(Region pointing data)
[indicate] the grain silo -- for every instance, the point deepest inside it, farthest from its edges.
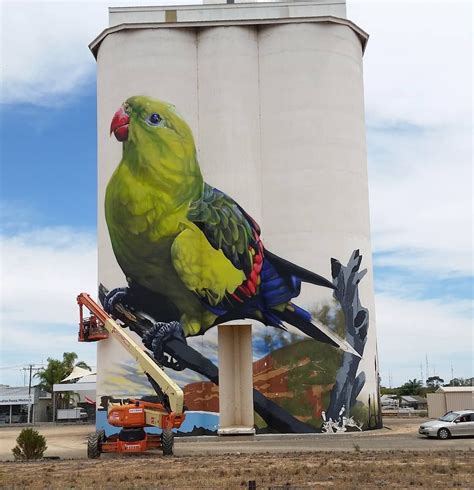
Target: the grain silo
(273, 95)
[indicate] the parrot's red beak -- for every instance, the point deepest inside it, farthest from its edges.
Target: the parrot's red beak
(119, 125)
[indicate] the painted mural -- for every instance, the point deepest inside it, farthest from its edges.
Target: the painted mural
(194, 258)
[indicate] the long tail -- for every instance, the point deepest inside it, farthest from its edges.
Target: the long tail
(287, 268)
(302, 320)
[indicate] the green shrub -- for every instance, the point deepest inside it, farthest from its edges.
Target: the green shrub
(30, 444)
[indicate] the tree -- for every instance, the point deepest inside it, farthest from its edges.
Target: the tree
(411, 387)
(55, 372)
(434, 382)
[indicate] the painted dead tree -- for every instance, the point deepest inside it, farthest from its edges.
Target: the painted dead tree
(348, 383)
(194, 259)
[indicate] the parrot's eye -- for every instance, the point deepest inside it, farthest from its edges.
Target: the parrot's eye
(154, 119)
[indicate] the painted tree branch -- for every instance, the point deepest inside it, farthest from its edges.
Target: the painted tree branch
(185, 356)
(348, 385)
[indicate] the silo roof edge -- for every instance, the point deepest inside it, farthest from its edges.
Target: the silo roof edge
(361, 34)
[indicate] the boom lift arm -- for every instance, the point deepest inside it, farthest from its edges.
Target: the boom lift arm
(90, 330)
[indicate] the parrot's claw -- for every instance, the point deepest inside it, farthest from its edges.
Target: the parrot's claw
(117, 295)
(155, 338)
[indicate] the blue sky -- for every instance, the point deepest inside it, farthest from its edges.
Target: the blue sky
(418, 110)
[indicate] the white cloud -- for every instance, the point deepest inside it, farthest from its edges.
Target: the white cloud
(421, 200)
(418, 63)
(409, 329)
(42, 271)
(44, 47)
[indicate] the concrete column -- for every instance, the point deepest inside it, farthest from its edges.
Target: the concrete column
(235, 380)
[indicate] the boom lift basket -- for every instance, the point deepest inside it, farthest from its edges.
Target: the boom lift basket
(91, 329)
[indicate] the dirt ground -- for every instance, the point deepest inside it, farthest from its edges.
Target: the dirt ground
(393, 457)
(295, 470)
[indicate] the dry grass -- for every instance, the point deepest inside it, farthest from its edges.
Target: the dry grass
(441, 469)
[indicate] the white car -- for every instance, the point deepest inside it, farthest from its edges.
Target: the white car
(452, 424)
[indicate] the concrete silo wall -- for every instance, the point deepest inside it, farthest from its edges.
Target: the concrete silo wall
(277, 114)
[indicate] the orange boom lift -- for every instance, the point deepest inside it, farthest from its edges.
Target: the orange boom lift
(132, 415)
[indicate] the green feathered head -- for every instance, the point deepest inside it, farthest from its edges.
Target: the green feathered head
(156, 139)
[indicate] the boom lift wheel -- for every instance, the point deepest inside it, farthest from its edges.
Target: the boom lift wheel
(94, 442)
(167, 442)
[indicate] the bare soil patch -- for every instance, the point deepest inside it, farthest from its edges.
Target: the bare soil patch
(358, 469)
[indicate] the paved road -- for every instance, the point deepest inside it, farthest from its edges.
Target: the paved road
(69, 441)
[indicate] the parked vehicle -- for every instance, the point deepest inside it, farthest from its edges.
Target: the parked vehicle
(77, 413)
(452, 424)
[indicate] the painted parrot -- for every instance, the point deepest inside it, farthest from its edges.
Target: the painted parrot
(186, 241)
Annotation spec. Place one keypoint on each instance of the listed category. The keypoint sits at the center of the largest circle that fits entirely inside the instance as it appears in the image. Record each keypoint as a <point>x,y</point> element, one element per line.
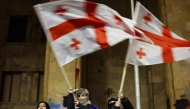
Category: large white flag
<point>75,27</point>
<point>164,45</point>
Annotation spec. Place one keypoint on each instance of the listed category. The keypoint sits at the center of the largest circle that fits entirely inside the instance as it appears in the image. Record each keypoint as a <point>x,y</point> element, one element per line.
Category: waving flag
<point>164,45</point>
<point>75,28</point>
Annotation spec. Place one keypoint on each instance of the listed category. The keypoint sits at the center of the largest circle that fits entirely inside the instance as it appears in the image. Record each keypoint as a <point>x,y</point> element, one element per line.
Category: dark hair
<point>47,105</point>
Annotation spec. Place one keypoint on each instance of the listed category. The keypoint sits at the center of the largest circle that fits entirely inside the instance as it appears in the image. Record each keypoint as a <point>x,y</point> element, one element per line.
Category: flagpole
<point>123,76</point>
<point>136,77</point>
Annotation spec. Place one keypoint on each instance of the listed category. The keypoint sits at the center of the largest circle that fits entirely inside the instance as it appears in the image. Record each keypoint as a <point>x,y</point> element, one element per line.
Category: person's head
<point>82,95</point>
<point>43,105</point>
<point>111,101</point>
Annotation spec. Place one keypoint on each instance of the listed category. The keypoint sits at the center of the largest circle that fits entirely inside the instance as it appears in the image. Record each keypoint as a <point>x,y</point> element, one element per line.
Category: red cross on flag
<point>164,45</point>
<point>75,28</point>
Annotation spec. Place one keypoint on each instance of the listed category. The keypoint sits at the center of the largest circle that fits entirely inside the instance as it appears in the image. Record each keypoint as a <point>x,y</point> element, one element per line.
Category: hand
<point>70,90</point>
<point>76,102</point>
<point>118,103</point>
<point>120,94</point>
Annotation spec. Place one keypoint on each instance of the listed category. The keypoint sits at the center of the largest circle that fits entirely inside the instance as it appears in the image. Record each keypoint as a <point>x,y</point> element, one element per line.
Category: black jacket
<point>124,101</point>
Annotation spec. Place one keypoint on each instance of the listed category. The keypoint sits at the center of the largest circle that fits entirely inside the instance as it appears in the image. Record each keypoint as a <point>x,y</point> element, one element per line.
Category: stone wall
<point>24,57</point>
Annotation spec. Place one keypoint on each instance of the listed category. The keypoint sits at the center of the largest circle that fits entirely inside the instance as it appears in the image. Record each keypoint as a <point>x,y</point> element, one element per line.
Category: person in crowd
<point>78,99</point>
<point>119,102</point>
<point>43,105</point>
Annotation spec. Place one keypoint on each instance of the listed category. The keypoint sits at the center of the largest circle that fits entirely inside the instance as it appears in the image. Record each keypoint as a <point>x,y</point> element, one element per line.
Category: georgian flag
<point>75,28</point>
<point>164,45</point>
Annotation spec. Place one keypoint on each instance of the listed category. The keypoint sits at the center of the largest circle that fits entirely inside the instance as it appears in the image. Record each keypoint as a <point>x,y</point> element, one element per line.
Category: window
<point>17,29</point>
<point>22,86</point>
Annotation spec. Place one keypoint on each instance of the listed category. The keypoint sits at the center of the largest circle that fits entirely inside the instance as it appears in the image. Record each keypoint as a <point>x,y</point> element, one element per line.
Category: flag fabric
<point>164,45</point>
<point>75,28</point>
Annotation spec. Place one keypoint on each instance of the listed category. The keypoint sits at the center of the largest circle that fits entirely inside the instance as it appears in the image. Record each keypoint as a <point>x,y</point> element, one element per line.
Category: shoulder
<point>92,106</point>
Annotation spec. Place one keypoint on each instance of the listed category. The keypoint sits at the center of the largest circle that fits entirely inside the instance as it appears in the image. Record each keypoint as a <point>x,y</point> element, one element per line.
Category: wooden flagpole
<point>123,77</point>
<point>136,69</point>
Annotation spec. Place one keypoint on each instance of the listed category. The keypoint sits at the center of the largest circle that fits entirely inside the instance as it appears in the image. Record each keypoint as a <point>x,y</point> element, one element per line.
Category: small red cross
<point>75,44</point>
<point>119,20</point>
<point>140,53</point>
<point>147,18</point>
<point>60,10</point>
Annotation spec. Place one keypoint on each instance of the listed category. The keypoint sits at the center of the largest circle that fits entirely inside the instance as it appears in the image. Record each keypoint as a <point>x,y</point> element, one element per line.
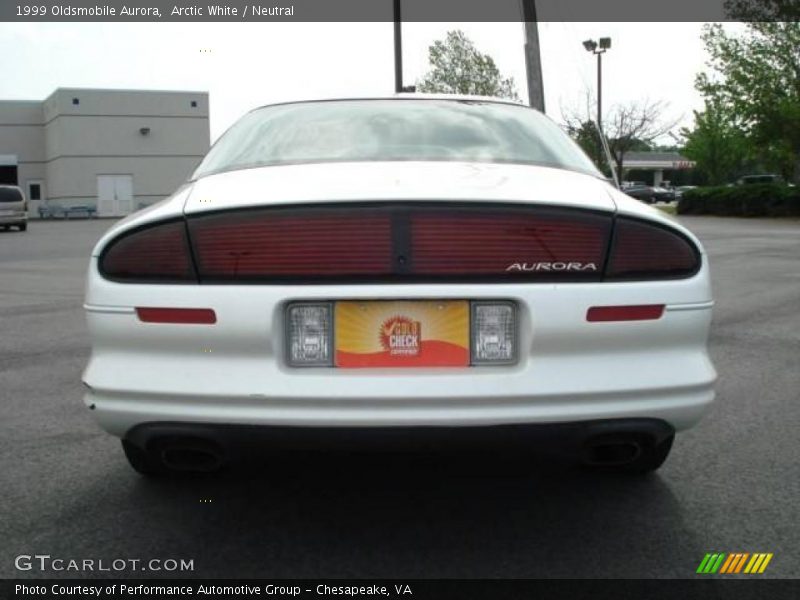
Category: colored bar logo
<point>734,563</point>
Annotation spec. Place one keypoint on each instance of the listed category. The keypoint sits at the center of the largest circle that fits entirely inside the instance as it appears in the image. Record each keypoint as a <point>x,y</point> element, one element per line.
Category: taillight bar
<point>191,316</point>
<point>640,312</point>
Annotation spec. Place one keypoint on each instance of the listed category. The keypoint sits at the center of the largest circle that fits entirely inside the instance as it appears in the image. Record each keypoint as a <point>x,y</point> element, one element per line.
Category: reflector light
<point>196,316</point>
<point>642,312</point>
<point>493,333</point>
<point>158,252</point>
<point>310,335</point>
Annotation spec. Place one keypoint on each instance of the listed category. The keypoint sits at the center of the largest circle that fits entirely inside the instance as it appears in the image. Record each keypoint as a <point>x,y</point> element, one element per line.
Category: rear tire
<point>143,462</point>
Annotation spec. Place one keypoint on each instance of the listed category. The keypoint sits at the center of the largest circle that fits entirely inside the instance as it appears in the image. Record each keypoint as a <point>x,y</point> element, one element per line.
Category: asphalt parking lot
<point>732,484</point>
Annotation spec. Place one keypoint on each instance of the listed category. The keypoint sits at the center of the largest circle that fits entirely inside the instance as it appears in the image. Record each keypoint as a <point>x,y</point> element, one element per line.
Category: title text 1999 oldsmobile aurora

» EXERCISE AIM
Up to and including the line containing "[indicate] the long", quote each line of the entries above from the very first, please, exactly and without images.

» EXERCISE RESULT
[indicate] the grain silo -- for every instance, the point deepest inside it, farthest from its edges.
Target: the grain silo
(273, 95)
[indicate] the parrot's red beak -- for every instance, the point deepest inside it, farthest from its edges.
Target: the parrot's red beak
(119, 125)
[indicate] the painted mural -- for every instance, the point deepest inside it, farthest from its edges.
Target: the painted mural
(194, 258)
[indicate] the long tail -- for every instance, the point deepest inside it, farthest from its edges.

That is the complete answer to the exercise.